=== Supplied records ===

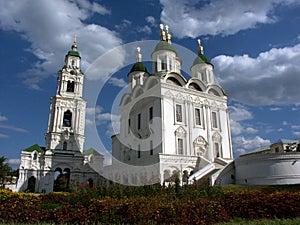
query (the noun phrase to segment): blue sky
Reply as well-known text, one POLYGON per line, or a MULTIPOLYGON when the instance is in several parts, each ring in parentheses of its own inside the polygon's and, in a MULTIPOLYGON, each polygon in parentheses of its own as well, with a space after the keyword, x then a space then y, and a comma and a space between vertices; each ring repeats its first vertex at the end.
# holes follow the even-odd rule
POLYGON ((88 85, 101 88, 97 102, 88 105, 85 148, 110 150, 119 125, 117 96, 130 65, 126 52, 113 58, 107 53, 158 41, 160 23, 169 25, 174 44, 195 53, 202 39, 229 96, 235 156, 280 138, 300 138, 298 0, 0 0, 0 156, 17 167, 22 149, 44 146, 50 97, 74 34, 87 74, 106 54, 105 72, 86 76, 88 101, 88 85), (95 127, 100 144, 91 135, 95 127))

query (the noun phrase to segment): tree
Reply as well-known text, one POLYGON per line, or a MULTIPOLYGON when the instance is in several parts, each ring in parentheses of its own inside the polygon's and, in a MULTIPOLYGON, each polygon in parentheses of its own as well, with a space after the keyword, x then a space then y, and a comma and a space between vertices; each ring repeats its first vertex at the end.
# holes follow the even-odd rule
POLYGON ((7 159, 4 156, 0 157, 0 188, 5 187, 6 177, 12 171, 8 163, 5 163, 7 159))

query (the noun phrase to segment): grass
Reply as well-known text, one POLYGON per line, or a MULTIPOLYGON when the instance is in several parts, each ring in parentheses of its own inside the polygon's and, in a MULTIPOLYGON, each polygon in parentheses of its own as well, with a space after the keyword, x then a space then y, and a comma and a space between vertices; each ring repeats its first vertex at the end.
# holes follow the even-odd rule
POLYGON ((298 225, 300 224, 300 218, 294 219, 274 219, 274 220, 242 220, 236 219, 227 223, 218 223, 216 225, 298 225))
MULTIPOLYGON (((236 219, 232 222, 218 223, 215 225, 298 225, 300 224, 300 218, 295 219, 275 219, 275 220, 241 220, 236 219)), ((51 223, 36 223, 36 224, 24 224, 24 223, 0 223, 0 225, 53 225, 51 223)), ((61 224, 64 225, 64 224, 61 224)), ((97 224, 91 224, 97 225, 97 224)))

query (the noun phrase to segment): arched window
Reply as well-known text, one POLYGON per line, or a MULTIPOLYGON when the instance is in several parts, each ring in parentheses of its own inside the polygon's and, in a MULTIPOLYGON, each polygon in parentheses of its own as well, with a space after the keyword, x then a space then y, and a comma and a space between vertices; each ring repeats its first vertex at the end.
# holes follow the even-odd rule
POLYGON ((74 81, 69 81, 67 83, 67 92, 74 92, 74 81))
POLYGON ((66 141, 64 141, 63 143, 63 150, 67 150, 68 148, 68 143, 66 141))
POLYGON ((63 126, 64 127, 71 127, 72 125, 72 113, 70 110, 67 110, 64 113, 64 118, 63 118, 63 126))
POLYGON ((93 181, 92 178, 89 178, 89 179, 88 179, 88 183, 89 183, 89 187, 90 187, 90 188, 94 187, 94 181, 93 181))
POLYGON ((37 160, 37 153, 36 152, 33 154, 33 160, 37 160))

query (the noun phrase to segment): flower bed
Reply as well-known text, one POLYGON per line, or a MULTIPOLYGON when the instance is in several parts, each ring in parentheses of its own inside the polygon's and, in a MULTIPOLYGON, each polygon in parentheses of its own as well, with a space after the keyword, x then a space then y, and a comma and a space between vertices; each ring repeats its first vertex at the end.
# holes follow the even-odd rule
POLYGON ((81 187, 34 195, 0 191, 0 222, 52 224, 214 224, 233 218, 295 218, 300 192, 184 187, 81 187))

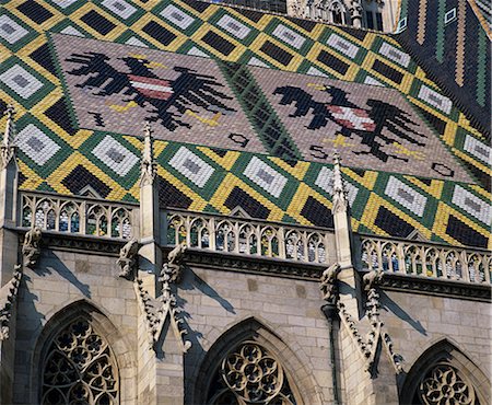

===

**Task description**
Put every line of the data above into a numbered list. Skip the blank lines and leave out the pictures.

**Exercise result**
1. query (the noun phrase to segment): blue sky
2. Reply as well-known text, one POLYGON per line, or a MULTIPOLYGON when the instance is in several parts, each ring in parentheses of its own inside the polygon's and, in a MULTIPOLYGON, each polygon in parentheses of its own as well, with a space after the keyword, x then a space then y, and a comma and a space between vertices; each ring repeats its first vertex at the end.
3. # holes follow the even-odd rule
4. POLYGON ((88 85, 101 88, 97 102, 88 105, 85 148, 110 150, 119 125, 117 96, 130 65, 126 52, 113 58, 107 53, 158 41, 160 23, 169 25, 174 44, 195 53, 202 39, 229 96, 235 156, 280 138, 300 138, 298 0, 0 0, 0 156, 17 167, 22 149, 44 146, 50 97, 74 34, 87 74, 106 54, 105 72, 86 76, 88 101, 88 85), (95 127, 100 144, 91 135, 95 127))
5. query (the noun phrase to segment): tree
6. Reply as well-known text, one POLYGON per line, or a MULTIPOLYGON when the instance is in several parts, each ring in parentheses of its own inside the polygon's and, in a MULTIPOLYGON, each polygon in parentheses of its own as well, with a space after the keyword, x then a space then y, and a comma and a space between vertices; each ring repeats its first vertex at the end.
7. # holes follow the even-odd rule
8. POLYGON ((7 159, 4 156, 0 157, 0 188, 5 187, 6 177, 12 171, 8 163, 5 163, 7 159))
9. query (the noun phrase to segment): grass
10. Reply as well-known text, one POLYGON per line, or a MULTIPOLYGON when the instance is in several parts, each ring in parentheses of its own inside the polygon's and, in a MULTIPOLYGON, each polygon in parentheses of its own as well, with a space after the keyword, x then a space then y, and a comma and a space between vertices; each ring repeats its first vertex at the end.
11. # holes follow the even-odd rule
12. POLYGON ((298 225, 300 224, 300 218, 294 219, 274 219, 274 220, 242 220, 236 219, 227 223, 218 223, 216 225, 298 225))
13. MULTIPOLYGON (((236 219, 232 222, 218 223, 215 225, 298 225, 300 224, 300 218, 295 219, 275 219, 275 220, 241 220, 236 219)), ((51 223, 36 223, 36 224, 24 224, 24 223, 0 223, 0 225, 53 225, 51 223)), ((61 224, 64 225, 64 224, 61 224)), ((97 224, 91 224, 97 225, 97 224)))
14. query (the noun phrase to segment): arched window
15. Reply as well-known text, one POLYGON per line, or a MULTIPOLYGON when the instance is in several parts, each ring in parentheses of its own inside the polygon's and, in a MULTIPOLYGON, each polygon in parentheses of its own as well, with a space after the keyword, x then a space then y, and a comma and a space between vertices; each ring repeats its first vertex at the end.
16. # holes follow the even-odd rule
17. POLYGON ((74 81, 69 81, 67 83, 67 92, 74 92, 74 81))
18. POLYGON ((66 141, 64 141, 63 143, 63 150, 67 150, 68 148, 68 143, 66 141))
19. POLYGON ((63 126, 64 127, 71 127, 72 125, 72 113, 70 110, 67 110, 64 113, 64 118, 63 118, 63 126))
20. POLYGON ((93 181, 92 178, 89 178, 89 179, 88 179, 88 183, 89 183, 89 187, 90 187, 90 188, 94 187, 94 181, 93 181))
21. POLYGON ((37 160, 37 153, 36 152, 33 154, 33 160, 37 160))
22. query (the noun phrase to segment): flower bed
23. Reply as well-known text, one POLYGON per line, or a MULTIPOLYGON when the instance is in several parts, each ring in parentheses of its own inside the polygon's and, in a MULTIPOLYGON, each polygon in parentheses of its own as well, with a space after the keyword, x then a space then y, and a comma and a space between vertices; each ring repeats its first vertex at the end.
24. # holes follow the even-odd rule
25. POLYGON ((81 187, 34 195, 0 191, 0 222, 52 224, 214 224, 233 218, 295 218, 300 192, 184 187, 81 187))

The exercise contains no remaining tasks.